— start PASSAGE SHOWN —
On 8/28/23 02:17, Di Zhao OS via Gcc-patches wrote:
This patch tries to fix the 2% regression in 510.parest_r on
ampere1 in the tracker. (Previous discussion is here:
https://gcc.gnu.org/pipermail/gcc-patches/2023-July/624893.html)
1. Add testcases for the problem. For an op list in the form of
"acc = a * b + c * d + acc", currently reassociation doesn't
Swap the operands so that more FMAs can be generated.
After widening_mul the result looks like:
_1 = .FMA(a, b, acc_0);
acc_1 = .FMA(c, d, _1);
While previously (before the "Handle FMA friendly..." patch),
widening_mul's result was like:
_1 = a * b;
_2 = .FMA (c, d, _1);
acc_1 = acc_0 + _2;
If the code fragment is in a loop, some architecture can execute
the latter in parallel, so the performance can be much faster than
the former. For the small testcase, the performance gap is over
10% on both ampere1 and neoverse-n1. So the point here is to avoid
turning the last statement into FMA, and keep it a PLUS_EXPR as
much as possible. (If we are rewriting the op list into parallel,
no special treatment is needed, since the last statement after
rewrite_expr_tree_parallel will be PLUS_EXPR anyway.)
2. Function result_feeds_back_from_phi_p is to check for cross
backedge dependency. Added new enum fma_state to describe the
state of FMA candidates.
With this patch, there's a 3% improvement in 510.parest_r 1-copy
run on ampere1. The compile options are:
"-Ofast -mcpu=ampere1 -flto --param avoid-fma-max-bits=512".
Best regards,
Di Zhao
----
PR tree-optimization/110279
gcc/ChangeLog:
* tree-ssa-reassoc.cc (enum fma_state): New enum to
describe the state of FMA candidates for an op list.
— end PASSAGE SHOWN —
— start STORED ROWS —
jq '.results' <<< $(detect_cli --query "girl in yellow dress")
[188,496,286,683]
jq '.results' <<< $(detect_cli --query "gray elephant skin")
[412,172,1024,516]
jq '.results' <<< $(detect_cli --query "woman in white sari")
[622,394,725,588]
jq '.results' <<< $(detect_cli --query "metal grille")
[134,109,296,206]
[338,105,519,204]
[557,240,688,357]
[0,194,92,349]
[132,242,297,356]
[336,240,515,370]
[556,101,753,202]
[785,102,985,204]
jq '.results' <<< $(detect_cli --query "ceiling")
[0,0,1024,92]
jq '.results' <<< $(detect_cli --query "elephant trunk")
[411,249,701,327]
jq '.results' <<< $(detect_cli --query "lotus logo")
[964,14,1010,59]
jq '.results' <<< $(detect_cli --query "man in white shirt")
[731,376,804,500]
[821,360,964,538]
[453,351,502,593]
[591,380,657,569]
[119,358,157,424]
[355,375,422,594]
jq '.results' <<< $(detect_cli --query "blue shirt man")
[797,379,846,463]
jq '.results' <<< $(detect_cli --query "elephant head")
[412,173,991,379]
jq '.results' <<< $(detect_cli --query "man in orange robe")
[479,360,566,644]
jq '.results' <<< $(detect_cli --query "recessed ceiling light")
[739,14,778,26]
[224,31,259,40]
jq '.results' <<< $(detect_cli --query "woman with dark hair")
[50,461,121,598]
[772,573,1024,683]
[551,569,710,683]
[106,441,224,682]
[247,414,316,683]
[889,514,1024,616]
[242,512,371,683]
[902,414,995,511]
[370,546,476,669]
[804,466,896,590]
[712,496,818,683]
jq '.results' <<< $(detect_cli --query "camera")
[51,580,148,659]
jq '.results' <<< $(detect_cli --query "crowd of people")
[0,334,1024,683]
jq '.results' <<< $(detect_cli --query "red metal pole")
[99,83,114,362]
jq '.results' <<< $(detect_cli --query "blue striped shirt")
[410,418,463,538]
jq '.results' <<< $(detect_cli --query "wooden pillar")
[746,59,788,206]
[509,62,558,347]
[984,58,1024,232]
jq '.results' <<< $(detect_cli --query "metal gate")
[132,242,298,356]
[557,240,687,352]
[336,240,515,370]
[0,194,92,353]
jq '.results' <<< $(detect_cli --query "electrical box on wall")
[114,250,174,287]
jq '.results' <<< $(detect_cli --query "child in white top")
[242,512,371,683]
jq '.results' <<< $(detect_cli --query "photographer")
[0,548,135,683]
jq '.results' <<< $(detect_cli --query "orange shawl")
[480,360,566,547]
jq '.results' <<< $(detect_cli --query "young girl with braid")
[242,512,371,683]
— end STORED ROWS —
## TASKS TO PERFORM
[1] Reproduce the patch description from "1. Add testcases" up to and including "can be generated.".
[2] According to the patch description, what improvement does the patch give in the 510.parest_r 1-copy run on ampere1?
The rows come from a separate source.

## THE REPLIES
[1]
1. Add testcases for the problem. For an op list in the form of
"acc = a * b + c * d + acc", currently reassociation doesn't
Swap the operands so that more FMAs can be generated.

[2] A 3% improvement.